Ainsi donc, pendant un siècle, le temps ronge, sans les abattre, les œuvres de Pierre. Elles attendent, presque à tombeau ouvert, une heure plus propice, plus clémente, plus tolérante, pour lui offrir une reconnaissance posthume. Cette heure bénie arrive puisqu’en 2011, elles sont enfin redécouvertes et qu’ un petit monde d’initiés se démène depuis pour les ramener à la vie. Oh…non pas que notre époque soit une ère d’amour pour tous et en toutes parts, mais les esprits sains ont accepté l’idée qu’une femme, même pauvre, pouvait apprendre à lire.
Du sanctuaire pantelant, à l’orée d’un champ de maïs de Saint Romain La Motte, à l’espace de restauration du Musée des Confluences de Lyon, nous vous livrons l’hallucinante histoire de sculptures « messagères », véritables trésors d’art brut, et d’un homme simple, un « juste » marginalisé, qui fut pourtant leur céleste père.

=======

- _CONSIGNE A_
Compte les lignes ci-dessous qui contiennent le mot « woven ». Donne uniquement ce nombre.

=======

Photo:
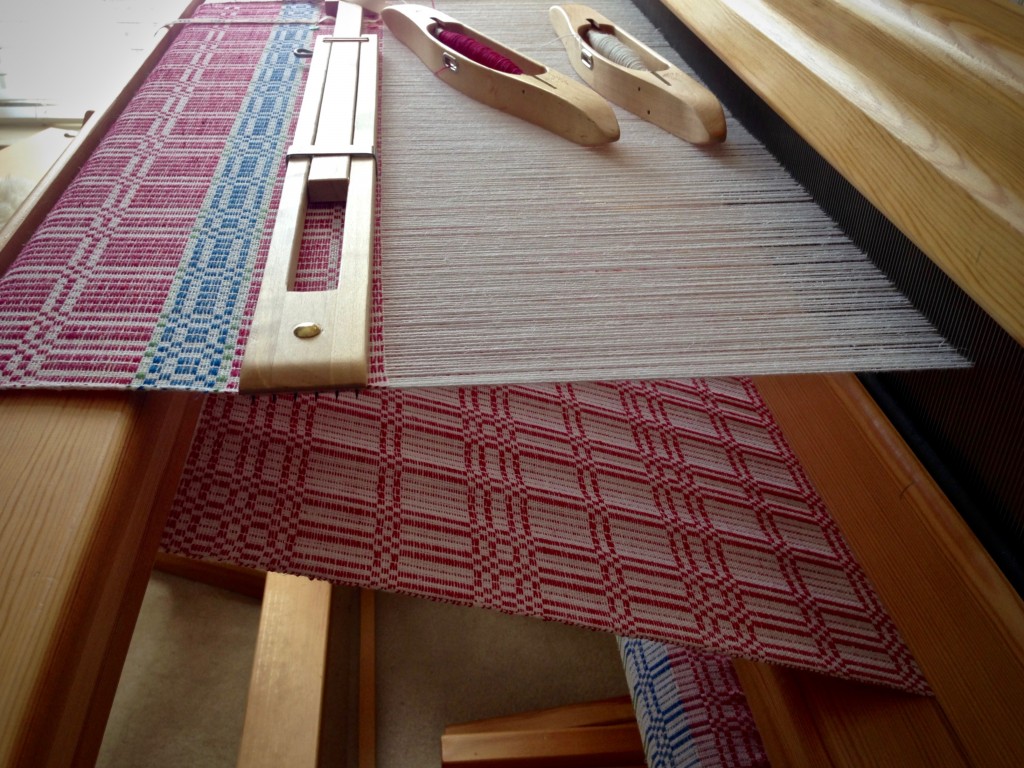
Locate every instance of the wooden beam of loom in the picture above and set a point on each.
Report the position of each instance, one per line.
(321, 339)
(962, 620)
(930, 93)
(86, 481)
(283, 711)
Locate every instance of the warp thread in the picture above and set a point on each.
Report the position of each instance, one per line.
(614, 49)
(477, 51)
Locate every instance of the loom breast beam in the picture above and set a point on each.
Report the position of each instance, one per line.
(540, 95)
(321, 339)
(659, 93)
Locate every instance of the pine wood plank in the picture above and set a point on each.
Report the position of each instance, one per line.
(368, 680)
(248, 582)
(87, 480)
(606, 712)
(283, 712)
(810, 720)
(598, 745)
(334, 350)
(919, 105)
(962, 620)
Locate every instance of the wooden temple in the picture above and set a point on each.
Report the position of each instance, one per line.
(919, 105)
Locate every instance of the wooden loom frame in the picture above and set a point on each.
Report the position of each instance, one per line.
(86, 481)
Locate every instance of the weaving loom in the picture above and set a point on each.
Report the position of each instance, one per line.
(735, 414)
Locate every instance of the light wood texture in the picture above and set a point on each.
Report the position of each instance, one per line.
(20, 226)
(368, 680)
(597, 745)
(918, 104)
(814, 721)
(665, 95)
(605, 712)
(338, 356)
(542, 96)
(283, 712)
(87, 480)
(329, 176)
(248, 582)
(962, 620)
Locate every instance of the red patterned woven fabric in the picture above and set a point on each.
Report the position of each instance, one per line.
(690, 708)
(666, 510)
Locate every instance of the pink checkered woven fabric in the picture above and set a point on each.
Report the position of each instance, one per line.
(667, 510)
(141, 275)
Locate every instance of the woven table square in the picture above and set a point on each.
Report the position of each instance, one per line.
(690, 708)
(672, 511)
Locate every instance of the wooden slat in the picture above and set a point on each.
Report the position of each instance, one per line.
(329, 177)
(962, 620)
(919, 105)
(814, 721)
(283, 712)
(599, 745)
(606, 712)
(248, 582)
(86, 481)
(368, 681)
(337, 354)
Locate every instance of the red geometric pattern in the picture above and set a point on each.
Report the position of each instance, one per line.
(719, 719)
(670, 510)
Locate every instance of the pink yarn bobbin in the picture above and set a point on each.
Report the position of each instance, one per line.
(477, 51)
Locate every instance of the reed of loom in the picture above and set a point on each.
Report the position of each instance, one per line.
(960, 614)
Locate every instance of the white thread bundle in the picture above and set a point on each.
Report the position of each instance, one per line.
(511, 255)
(614, 49)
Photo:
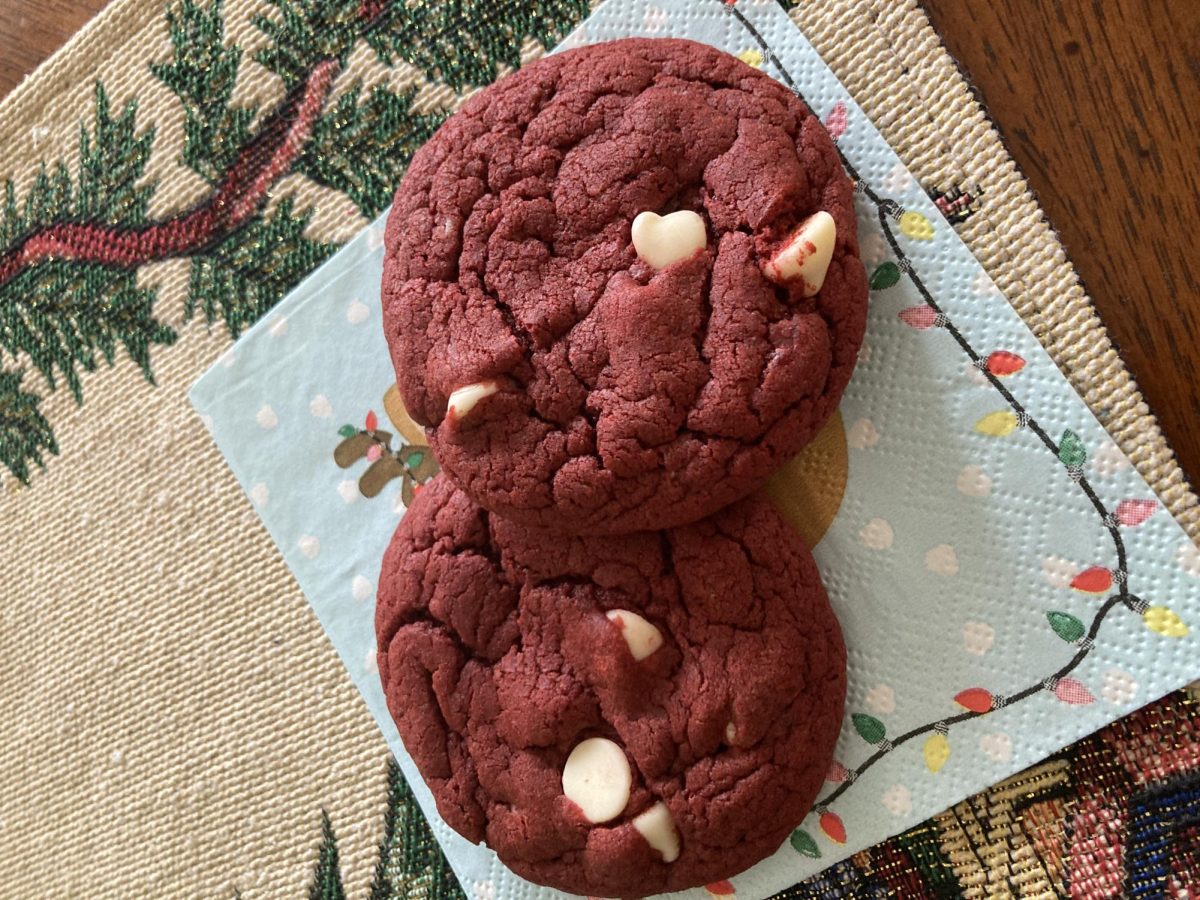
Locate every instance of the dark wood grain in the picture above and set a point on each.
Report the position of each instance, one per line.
(1099, 105)
(30, 30)
(1095, 101)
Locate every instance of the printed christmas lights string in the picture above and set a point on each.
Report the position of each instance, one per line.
(1069, 450)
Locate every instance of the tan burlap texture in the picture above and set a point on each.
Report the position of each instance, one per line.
(173, 719)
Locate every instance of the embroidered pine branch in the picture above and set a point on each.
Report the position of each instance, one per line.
(64, 317)
(71, 249)
(203, 75)
(24, 431)
(465, 43)
(245, 274)
(327, 875)
(411, 862)
(361, 147)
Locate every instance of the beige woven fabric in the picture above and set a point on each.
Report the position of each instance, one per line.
(173, 719)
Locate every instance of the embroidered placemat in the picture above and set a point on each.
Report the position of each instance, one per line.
(171, 707)
(966, 477)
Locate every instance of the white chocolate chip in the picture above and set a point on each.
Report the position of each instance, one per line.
(661, 240)
(463, 400)
(807, 253)
(597, 778)
(641, 636)
(657, 826)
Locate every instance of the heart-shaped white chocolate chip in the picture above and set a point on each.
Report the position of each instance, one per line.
(463, 400)
(658, 827)
(641, 636)
(661, 240)
(597, 778)
(805, 255)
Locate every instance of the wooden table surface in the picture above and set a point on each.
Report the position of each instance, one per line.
(1093, 100)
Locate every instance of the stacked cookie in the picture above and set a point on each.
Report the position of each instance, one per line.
(622, 288)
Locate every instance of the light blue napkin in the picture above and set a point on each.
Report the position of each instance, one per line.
(981, 489)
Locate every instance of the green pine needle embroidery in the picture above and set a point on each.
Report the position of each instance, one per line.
(24, 431)
(327, 875)
(363, 147)
(71, 247)
(466, 42)
(247, 273)
(411, 862)
(203, 73)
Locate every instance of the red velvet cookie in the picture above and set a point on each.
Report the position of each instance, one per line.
(615, 715)
(598, 385)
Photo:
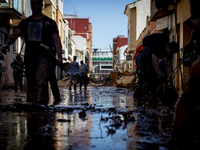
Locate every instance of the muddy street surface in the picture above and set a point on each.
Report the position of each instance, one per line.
(102, 118)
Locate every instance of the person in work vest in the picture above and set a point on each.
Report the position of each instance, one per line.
(37, 29)
(156, 48)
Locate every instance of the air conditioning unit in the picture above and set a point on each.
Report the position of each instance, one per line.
(3, 1)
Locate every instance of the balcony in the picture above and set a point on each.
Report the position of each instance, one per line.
(48, 1)
(12, 9)
(159, 13)
(3, 1)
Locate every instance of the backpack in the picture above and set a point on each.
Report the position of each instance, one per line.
(188, 54)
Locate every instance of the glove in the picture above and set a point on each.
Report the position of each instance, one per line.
(163, 78)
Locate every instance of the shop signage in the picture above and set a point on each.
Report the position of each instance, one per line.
(162, 23)
(102, 58)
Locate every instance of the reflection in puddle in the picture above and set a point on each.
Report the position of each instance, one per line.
(96, 120)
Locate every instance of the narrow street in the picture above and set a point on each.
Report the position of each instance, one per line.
(102, 118)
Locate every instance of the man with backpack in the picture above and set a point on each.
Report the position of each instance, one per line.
(37, 29)
(73, 77)
(156, 48)
(84, 71)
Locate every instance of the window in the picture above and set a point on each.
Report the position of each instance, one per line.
(102, 67)
(4, 37)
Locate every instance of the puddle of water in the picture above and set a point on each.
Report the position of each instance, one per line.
(102, 126)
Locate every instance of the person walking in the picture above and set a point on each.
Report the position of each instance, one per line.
(74, 78)
(84, 71)
(37, 29)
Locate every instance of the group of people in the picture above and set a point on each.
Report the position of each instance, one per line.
(153, 60)
(82, 77)
(39, 66)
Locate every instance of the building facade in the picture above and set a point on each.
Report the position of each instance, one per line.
(119, 43)
(176, 19)
(136, 13)
(82, 27)
(102, 62)
(12, 12)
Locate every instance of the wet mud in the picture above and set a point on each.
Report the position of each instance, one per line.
(102, 118)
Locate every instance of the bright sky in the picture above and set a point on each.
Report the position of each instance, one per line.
(107, 18)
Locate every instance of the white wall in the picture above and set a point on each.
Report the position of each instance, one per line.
(66, 39)
(59, 3)
(80, 45)
(121, 53)
(142, 11)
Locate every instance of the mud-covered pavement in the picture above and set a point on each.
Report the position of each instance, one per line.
(102, 118)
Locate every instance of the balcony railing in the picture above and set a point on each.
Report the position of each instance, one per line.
(12, 9)
(159, 13)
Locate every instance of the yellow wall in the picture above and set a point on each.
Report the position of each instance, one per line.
(184, 31)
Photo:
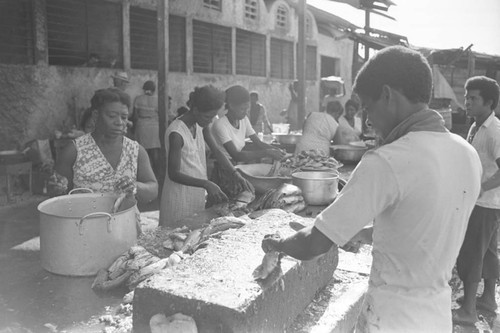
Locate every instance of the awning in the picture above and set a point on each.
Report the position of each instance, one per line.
(376, 43)
(442, 88)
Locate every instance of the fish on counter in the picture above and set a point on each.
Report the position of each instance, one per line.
(270, 262)
(310, 160)
(287, 197)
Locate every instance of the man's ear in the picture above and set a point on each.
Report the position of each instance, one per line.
(386, 93)
(489, 103)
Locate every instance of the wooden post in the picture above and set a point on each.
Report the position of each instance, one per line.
(162, 17)
(301, 65)
(367, 32)
(126, 34)
(471, 64)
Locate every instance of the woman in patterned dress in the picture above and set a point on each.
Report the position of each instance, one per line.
(105, 161)
(186, 182)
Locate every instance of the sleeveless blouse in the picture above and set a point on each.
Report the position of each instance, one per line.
(178, 200)
(92, 170)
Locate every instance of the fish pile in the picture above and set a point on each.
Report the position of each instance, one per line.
(138, 264)
(287, 197)
(311, 159)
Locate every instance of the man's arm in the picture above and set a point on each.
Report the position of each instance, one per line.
(305, 244)
(493, 181)
(147, 185)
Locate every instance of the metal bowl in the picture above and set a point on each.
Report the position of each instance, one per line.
(287, 139)
(348, 154)
(318, 188)
(256, 175)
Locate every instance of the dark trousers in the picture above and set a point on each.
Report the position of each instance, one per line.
(478, 255)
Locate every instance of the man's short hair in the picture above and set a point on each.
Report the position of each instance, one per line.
(109, 95)
(402, 69)
(488, 89)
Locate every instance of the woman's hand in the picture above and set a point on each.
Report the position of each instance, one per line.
(243, 184)
(126, 185)
(275, 154)
(215, 194)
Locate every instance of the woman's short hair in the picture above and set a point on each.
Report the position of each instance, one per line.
(149, 85)
(206, 98)
(109, 95)
(334, 107)
(488, 89)
(402, 69)
(237, 95)
(352, 103)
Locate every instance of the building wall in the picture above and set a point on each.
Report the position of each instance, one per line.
(38, 99)
(343, 50)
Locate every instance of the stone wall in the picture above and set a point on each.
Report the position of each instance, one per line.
(36, 100)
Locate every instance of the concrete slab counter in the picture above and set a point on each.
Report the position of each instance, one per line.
(216, 288)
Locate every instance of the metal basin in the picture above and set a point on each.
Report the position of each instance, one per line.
(318, 188)
(12, 157)
(256, 175)
(288, 139)
(347, 153)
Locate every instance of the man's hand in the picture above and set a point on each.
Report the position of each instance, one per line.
(244, 185)
(271, 242)
(276, 154)
(215, 194)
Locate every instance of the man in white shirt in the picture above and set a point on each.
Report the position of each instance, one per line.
(478, 255)
(418, 188)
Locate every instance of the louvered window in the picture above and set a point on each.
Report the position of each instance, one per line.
(281, 59)
(282, 17)
(16, 32)
(251, 9)
(79, 29)
(311, 62)
(250, 53)
(144, 40)
(213, 4)
(211, 48)
(177, 43)
(308, 27)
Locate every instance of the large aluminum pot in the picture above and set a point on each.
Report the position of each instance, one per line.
(287, 139)
(318, 188)
(79, 235)
(347, 153)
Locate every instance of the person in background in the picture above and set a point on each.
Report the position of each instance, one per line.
(292, 112)
(258, 115)
(330, 97)
(93, 61)
(145, 118)
(104, 160)
(181, 111)
(320, 129)
(186, 180)
(478, 255)
(419, 189)
(120, 80)
(87, 122)
(350, 117)
(345, 133)
(230, 132)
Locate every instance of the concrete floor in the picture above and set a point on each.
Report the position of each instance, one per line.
(32, 299)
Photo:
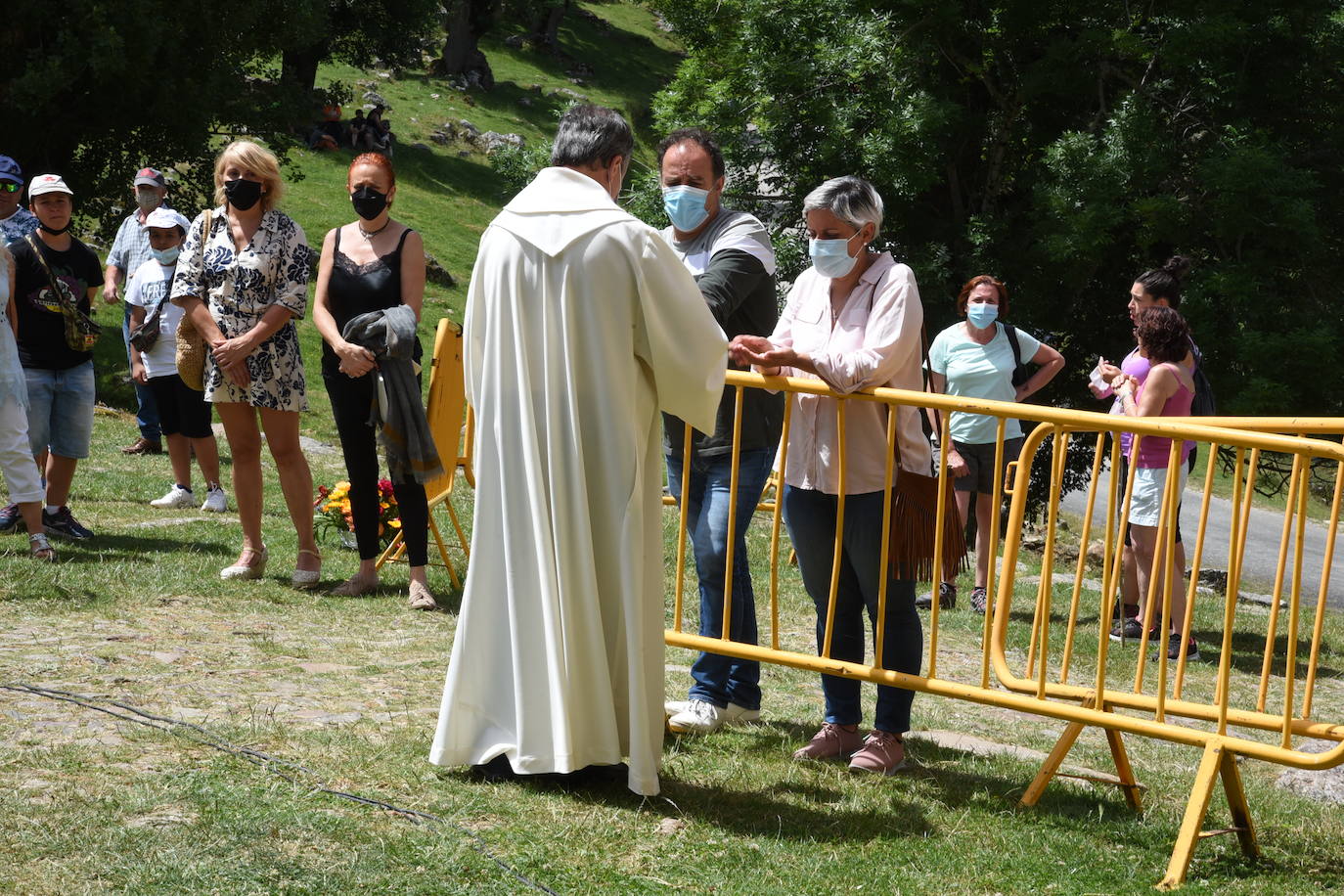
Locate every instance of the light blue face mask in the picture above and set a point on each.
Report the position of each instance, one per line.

=======

- _CONSIGNE B_
Recopie le passage de l'extrait fourni depuis « Ainsi donc, pendant » jusqu'à « leur céleste père. » inclus, en remplaçant « maïs » par « blé ».

- _RÉSULTAT ATTENDU A_
4

- _RÉSULTAT ATTENDU B_
Ainsi donc, pendant un siècle, le temps ronge, sans les abattre, les œuvres de Pierre. Elles attendent, presque à tombeau ouvert, une heure plus propice, plus clémente, plus tolérante, pour lui offrir une reconnaissance posthume. Cette heure bénie arrive puisqu’en 2011, elles sont enfin redécouvertes et qu’ un petit monde d’initiés se démène depuis pour les ramener à la vie. Oh…non pas que notre époque soit une ère d’amour pour tous et en toutes parts, mais les esprits sains ont accepté l’idée qu’une femme, même pauvre, pouvait apprendre à lire.
Du sanctuaire pantelant, à l’orée d’un champ de blé de Saint Romain La Motte, à l’espace de restauration du Musée des Confluences de Lyon, nous vous livrons l’hallucinante histoire de sculptures « messagères », véritables trésors d’art brut, et d’un homme simple, un « juste » marginalisé, qui fut pourtant leur céleste père.